• **What you will do**
Where the listing below reaches the line containing "the dress sleeve", start writing out lines exactly, and stop once the line containing "the white blossom" has been written.

• **Records provided**
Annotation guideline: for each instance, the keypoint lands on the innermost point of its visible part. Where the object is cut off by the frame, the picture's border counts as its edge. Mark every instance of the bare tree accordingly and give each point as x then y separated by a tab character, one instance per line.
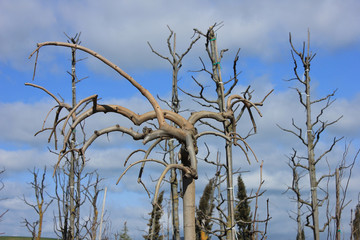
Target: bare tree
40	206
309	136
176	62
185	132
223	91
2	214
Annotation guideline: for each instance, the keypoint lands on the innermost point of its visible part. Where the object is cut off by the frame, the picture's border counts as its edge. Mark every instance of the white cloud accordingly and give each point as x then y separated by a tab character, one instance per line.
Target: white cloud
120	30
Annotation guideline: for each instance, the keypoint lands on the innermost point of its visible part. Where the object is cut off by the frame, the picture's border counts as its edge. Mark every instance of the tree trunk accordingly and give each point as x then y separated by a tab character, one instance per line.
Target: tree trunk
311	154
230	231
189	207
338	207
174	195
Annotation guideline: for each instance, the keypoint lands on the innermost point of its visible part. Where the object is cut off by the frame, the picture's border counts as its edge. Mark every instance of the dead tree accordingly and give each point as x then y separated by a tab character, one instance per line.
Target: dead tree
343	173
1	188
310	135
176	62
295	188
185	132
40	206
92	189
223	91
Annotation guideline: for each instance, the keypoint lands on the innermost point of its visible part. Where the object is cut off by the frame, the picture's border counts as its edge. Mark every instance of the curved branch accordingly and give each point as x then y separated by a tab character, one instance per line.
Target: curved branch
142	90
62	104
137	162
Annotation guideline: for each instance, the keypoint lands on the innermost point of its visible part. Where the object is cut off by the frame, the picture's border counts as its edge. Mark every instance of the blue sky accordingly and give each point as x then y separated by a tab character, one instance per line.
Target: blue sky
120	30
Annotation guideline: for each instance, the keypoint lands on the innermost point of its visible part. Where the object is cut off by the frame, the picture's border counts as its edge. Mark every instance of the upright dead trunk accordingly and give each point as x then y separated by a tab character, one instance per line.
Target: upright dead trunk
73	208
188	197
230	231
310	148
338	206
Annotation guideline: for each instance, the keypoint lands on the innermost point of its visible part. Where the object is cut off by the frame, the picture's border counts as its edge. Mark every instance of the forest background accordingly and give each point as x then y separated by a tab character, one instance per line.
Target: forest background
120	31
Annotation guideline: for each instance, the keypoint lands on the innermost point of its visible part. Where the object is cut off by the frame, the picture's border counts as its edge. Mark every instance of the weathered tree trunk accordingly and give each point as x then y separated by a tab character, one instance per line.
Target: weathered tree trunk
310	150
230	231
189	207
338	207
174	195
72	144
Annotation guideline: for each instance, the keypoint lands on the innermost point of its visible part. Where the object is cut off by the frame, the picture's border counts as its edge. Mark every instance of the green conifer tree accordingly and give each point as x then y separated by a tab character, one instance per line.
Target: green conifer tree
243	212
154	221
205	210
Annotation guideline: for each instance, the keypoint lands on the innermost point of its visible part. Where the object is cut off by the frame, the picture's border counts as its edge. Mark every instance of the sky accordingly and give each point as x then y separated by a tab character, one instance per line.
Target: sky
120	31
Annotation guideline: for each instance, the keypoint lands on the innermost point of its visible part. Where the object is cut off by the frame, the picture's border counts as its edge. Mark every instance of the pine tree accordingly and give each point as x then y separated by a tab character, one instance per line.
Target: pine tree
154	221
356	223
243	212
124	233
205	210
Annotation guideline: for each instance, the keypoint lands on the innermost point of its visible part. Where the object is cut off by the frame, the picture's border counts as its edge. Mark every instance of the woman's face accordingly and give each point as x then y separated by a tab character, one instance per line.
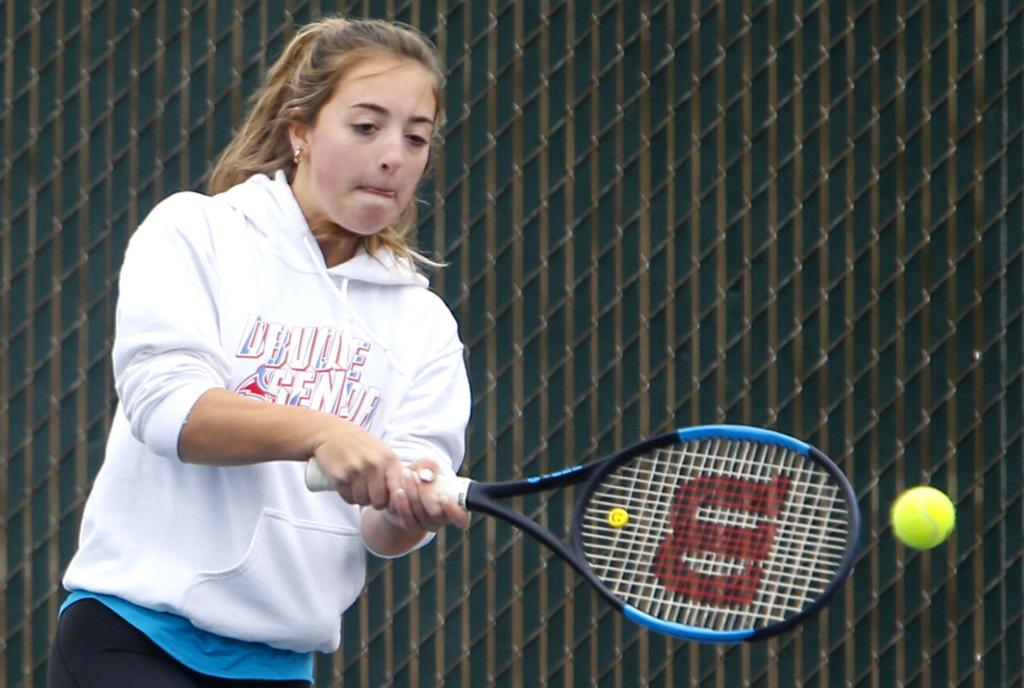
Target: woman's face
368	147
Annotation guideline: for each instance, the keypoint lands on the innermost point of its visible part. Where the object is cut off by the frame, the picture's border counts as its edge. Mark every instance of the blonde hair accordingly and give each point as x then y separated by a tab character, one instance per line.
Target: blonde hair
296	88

* * *

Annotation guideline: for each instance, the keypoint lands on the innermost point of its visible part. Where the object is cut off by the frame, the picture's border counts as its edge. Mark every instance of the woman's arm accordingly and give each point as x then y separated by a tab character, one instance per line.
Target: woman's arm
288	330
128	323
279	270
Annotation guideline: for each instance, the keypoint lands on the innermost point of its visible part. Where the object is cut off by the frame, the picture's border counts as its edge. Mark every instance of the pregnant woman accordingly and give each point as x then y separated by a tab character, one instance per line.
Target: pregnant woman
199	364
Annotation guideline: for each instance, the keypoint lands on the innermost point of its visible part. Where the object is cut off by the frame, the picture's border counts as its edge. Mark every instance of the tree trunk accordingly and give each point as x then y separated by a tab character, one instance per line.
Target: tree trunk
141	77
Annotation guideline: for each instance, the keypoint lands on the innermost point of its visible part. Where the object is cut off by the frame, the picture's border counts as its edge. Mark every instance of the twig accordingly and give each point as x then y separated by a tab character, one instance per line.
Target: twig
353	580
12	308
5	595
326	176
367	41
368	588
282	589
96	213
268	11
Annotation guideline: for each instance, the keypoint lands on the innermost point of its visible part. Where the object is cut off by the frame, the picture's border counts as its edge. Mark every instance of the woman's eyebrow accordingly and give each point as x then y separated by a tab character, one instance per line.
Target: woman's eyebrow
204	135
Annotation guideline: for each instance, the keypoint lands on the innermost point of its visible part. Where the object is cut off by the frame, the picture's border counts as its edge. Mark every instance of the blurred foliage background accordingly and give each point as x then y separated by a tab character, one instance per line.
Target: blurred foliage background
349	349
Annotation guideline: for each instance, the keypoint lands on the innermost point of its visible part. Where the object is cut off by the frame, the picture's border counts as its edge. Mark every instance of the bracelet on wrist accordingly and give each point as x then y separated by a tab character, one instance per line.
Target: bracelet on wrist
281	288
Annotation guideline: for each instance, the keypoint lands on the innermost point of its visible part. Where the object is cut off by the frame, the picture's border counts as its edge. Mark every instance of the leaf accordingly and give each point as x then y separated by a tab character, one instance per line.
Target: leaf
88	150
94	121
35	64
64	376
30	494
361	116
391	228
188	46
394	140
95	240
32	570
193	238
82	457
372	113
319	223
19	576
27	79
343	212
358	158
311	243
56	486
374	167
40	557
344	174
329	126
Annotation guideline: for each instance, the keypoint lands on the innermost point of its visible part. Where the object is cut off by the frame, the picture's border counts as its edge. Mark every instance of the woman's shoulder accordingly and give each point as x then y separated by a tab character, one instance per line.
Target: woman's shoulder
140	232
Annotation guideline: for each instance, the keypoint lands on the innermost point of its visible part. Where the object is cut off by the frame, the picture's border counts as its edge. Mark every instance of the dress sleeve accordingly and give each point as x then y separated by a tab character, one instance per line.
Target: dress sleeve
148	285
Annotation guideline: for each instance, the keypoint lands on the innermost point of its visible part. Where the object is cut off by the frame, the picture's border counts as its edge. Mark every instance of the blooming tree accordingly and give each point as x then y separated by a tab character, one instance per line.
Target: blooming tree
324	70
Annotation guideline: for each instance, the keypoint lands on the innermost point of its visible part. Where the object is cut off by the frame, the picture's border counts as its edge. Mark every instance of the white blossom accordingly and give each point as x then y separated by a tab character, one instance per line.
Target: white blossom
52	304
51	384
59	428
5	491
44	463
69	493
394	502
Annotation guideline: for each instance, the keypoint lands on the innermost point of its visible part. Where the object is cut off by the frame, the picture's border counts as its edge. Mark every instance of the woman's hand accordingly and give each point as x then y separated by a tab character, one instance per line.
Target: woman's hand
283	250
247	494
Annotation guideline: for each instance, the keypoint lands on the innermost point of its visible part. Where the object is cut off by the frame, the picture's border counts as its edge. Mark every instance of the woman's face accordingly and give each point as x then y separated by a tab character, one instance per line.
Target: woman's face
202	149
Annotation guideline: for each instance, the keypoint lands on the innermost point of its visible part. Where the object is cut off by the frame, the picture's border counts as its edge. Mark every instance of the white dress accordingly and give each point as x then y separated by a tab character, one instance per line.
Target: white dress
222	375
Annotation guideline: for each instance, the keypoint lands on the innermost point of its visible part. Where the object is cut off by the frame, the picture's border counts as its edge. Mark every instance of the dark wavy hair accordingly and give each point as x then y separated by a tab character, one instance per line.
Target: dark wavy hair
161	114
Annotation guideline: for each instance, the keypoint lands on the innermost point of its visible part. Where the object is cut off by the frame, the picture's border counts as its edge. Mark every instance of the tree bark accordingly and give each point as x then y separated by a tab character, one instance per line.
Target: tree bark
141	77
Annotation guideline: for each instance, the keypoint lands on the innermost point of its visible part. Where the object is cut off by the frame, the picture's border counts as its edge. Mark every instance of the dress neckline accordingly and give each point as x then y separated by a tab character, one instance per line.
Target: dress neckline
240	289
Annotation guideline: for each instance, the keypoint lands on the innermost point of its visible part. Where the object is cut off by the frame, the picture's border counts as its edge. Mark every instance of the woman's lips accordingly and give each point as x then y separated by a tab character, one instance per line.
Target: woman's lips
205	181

• **Problem solution**
Annotation guideline: for each instance, the keypoint lands on the innermost point of its visible part. Where the object is cut off by the frame, the picture's border counts as its edge. Mark every instance of the dress sleeve accordingly and give each point as x then y separated by a tab character, one instance per line.
Target: dress sleeve
148	285
Annotation guideline: for each instance, the keypoint lands on the innermost point of its visible part. Where the object is cut off by the frame, the picture's border counts as its edge. Mark every instance of the blooming tree accordingly and give each point as x then y separated by a tab character, one instance per line.
Target: blooming tree
324	70
Annotation guideline: for each instance, the keypoint lands on the innermost point of its visible part. Where the object is cut off by the frame, the picture's border counts as its edge. Mark every instance of the white blossom accordingly and give each point as x then y separated by a tab character, one instance per line.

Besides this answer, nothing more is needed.